▶ [Blok Teks]
- - - - - - -
Begitu juga ketika kita bicara peradaban Aceh, tentu masih banyak pertanyaan yang muncul. ada yang menganggap Aceh tak punya peradaban, Ini biasanya diucapkan oleh mereka yang memakai standard ciri konstruksi peradaban zaman renaissance abad ke-18 dan imperialisme abad ke 19 dan 20 tadi. Ada juga yang menjawab dengan khas Khaldunian bahwa ciri peradaban Aceh dulunya adalah Islam, Assabiyah, zawiyah, dan produktifitas Sultan dan ulama. Jawaban ini benar tetapi ada banyak kedalaman lain yang belum coba dikonstruksi dan didiseminasi secara institusional.
Aspek mendesak tersebut termasuk diantaranya berkenaan dengan yang pertama, konsep Islamisme Aceh yang terpateri dalam manuskrip-manuskrip intelektual yang mengandung identitas ekonomi, politik, bermasyarakat, keagamaan, dan seni budaya. Yang kedua, fluiditas pesisiran, yang melanggengkan sifat keberagaman dan inklusifitas berbagai golongan umat manusia terlepas dari agama dan suku yang berbeda. Yang ketiga, Sifat ramah alam (gerak ekonomi dan politik tidak berlawanan dengan ekologi alam dan Lingkungan hidup).
Ketiga faktor ini alpa dari sejarah-sejarah dunia lainnya, di Eropakah atau di Timur Tengah. Ketiga faktor ini juga yang menjelaskan mengapa manuskrip-manuskrip Jawi yang kita temui sama sekali tidak mencoba menekankan hirarki kelas dan keistimewaan suku tertentu dari suku lainnya.
Ketiga ciri peradaban Aceh diatas tersebut semakin memudar dari cermin-cermin kekinian di Aceh. Dalam menanggapi kelemahan ini, pengembangan kurikulum berdasarkan peradaban Aceh abad ke-16-19 adalah hal yang tepat. Saya mensketsakan kerangka kurikulum tersebut perlu melingkupi beberapa poin seperti konsep dan teori peradaban dalam kesultanan Aceh Darussalam, peran saudagar, ulama, sufi, reformis, haji dalam penyebaran Islam di Aceh, pengaruh Islam dalam kehidupan sosio-politik, ekonomi, dan bahasa masyarakat kesultanan Aceh Darussalam, Islam pada masa modern: pemikir, trend gerakan dan kepemimpinan di Aceh, Akar dan perkembangan hak azasi manusia dalam kesultanan Aceh Darussalam, azas norma lingkungan dalam masyarakat kesultanan Aceh Darussalam. Sketsa lanjutan dan lebih mengkomprehensif masih sangat dibutuhkan.
- - - - - - -
▶ [Rumusan Soal]
Tentukan apakah setiap pernyataan berikut sesuai dengan teks tentang peradaban Aceh. Jawab ya atau tidak, lalu kutip kata-kata penentu dari teks secara persis.
(a) Manuskrip-manuskrip Jawi yang ditemui menekankan hirarki kelas.
(b) Pengembangan kurikulum berdasarkan peradaban Aceh abad ke-16-19 dinilai tepat.
(c) Ketiga ciri peradaban Aceh semakin menguat dalam kondisi Aceh masa kini.

▶ [Data Masukan]
- - - - - - -
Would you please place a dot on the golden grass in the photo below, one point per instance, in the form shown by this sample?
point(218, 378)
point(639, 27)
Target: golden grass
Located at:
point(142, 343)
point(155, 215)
- - - - - - -
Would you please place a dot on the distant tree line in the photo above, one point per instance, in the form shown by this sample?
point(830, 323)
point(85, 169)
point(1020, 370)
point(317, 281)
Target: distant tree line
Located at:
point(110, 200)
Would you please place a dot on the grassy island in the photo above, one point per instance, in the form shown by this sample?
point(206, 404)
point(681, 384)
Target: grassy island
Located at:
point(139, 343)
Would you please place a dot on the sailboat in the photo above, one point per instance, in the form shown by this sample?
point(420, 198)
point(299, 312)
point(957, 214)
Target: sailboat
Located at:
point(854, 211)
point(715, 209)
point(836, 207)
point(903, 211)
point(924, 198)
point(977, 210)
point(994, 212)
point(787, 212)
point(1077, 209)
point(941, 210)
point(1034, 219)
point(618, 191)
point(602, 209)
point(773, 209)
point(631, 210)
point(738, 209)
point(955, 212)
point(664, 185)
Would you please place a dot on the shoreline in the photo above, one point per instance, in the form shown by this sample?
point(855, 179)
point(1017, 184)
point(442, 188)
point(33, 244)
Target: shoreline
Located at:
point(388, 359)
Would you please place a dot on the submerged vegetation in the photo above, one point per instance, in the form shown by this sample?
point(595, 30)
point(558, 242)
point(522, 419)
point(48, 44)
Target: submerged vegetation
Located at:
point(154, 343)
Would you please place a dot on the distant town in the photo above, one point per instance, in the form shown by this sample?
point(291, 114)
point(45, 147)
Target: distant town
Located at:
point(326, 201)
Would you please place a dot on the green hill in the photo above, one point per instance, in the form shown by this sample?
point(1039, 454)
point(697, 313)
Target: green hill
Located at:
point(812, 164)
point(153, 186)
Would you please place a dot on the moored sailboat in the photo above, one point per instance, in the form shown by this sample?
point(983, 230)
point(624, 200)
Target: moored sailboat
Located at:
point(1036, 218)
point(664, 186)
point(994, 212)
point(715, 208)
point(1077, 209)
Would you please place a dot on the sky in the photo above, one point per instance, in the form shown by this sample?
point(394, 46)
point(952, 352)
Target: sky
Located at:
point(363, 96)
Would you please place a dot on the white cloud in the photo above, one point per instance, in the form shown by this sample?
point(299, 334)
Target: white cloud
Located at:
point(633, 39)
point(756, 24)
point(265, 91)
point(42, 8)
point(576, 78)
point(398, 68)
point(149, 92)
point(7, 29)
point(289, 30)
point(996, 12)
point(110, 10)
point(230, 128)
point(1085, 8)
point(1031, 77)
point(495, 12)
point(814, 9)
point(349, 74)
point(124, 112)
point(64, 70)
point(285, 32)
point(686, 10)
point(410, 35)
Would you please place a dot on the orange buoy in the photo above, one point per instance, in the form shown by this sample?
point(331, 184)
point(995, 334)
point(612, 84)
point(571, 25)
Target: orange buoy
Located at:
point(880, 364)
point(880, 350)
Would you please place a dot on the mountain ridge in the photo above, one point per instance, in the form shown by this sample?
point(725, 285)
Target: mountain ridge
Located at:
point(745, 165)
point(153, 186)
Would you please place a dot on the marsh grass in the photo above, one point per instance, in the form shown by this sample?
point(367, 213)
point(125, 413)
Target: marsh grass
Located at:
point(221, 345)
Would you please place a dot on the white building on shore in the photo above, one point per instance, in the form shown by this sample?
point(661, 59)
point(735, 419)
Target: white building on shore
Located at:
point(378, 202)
- - - - - - -
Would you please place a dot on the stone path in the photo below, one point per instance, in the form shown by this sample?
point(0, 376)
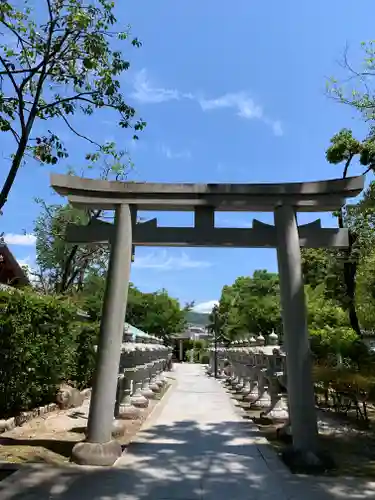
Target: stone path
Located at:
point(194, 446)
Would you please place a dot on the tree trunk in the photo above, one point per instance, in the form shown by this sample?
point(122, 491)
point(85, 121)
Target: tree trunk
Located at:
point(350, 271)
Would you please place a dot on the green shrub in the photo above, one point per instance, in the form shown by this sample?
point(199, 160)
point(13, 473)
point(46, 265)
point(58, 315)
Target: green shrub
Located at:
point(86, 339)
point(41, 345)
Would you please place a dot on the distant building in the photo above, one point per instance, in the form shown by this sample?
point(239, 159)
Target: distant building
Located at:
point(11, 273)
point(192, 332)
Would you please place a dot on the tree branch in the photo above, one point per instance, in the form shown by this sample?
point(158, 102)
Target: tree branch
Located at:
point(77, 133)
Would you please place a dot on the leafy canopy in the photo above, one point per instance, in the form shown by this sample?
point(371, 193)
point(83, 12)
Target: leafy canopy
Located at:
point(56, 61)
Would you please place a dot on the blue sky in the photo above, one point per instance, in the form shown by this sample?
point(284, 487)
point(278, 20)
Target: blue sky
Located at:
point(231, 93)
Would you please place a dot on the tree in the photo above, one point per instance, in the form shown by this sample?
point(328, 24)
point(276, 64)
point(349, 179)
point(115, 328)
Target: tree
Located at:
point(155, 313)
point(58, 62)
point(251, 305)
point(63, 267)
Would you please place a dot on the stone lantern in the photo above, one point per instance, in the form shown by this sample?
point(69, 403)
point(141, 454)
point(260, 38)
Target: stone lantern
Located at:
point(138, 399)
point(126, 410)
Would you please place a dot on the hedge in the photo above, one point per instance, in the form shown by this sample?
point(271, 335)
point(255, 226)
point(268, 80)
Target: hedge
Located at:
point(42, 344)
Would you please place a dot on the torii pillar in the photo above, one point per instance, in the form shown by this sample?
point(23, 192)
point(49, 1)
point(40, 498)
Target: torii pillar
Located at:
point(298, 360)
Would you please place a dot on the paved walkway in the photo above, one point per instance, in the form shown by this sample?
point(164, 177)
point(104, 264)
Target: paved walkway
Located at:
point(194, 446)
- - - - - - -
▶ [Hasil]
(a) Tidak: "sama sekali tidak mencoba menekankan hirarki kelas dan keistimewaan suku tertentu dari suku lainnya"
(b) Ya: "pengembangan kurikulum berdasarkan peradaban Aceh abad ke-16-19 adalah hal yang tepat"
(c) Tidak: "Ketiga ciri peradaban Aceh diatas tersebut semakin memudar dari cermin-cermin kekinian di Aceh"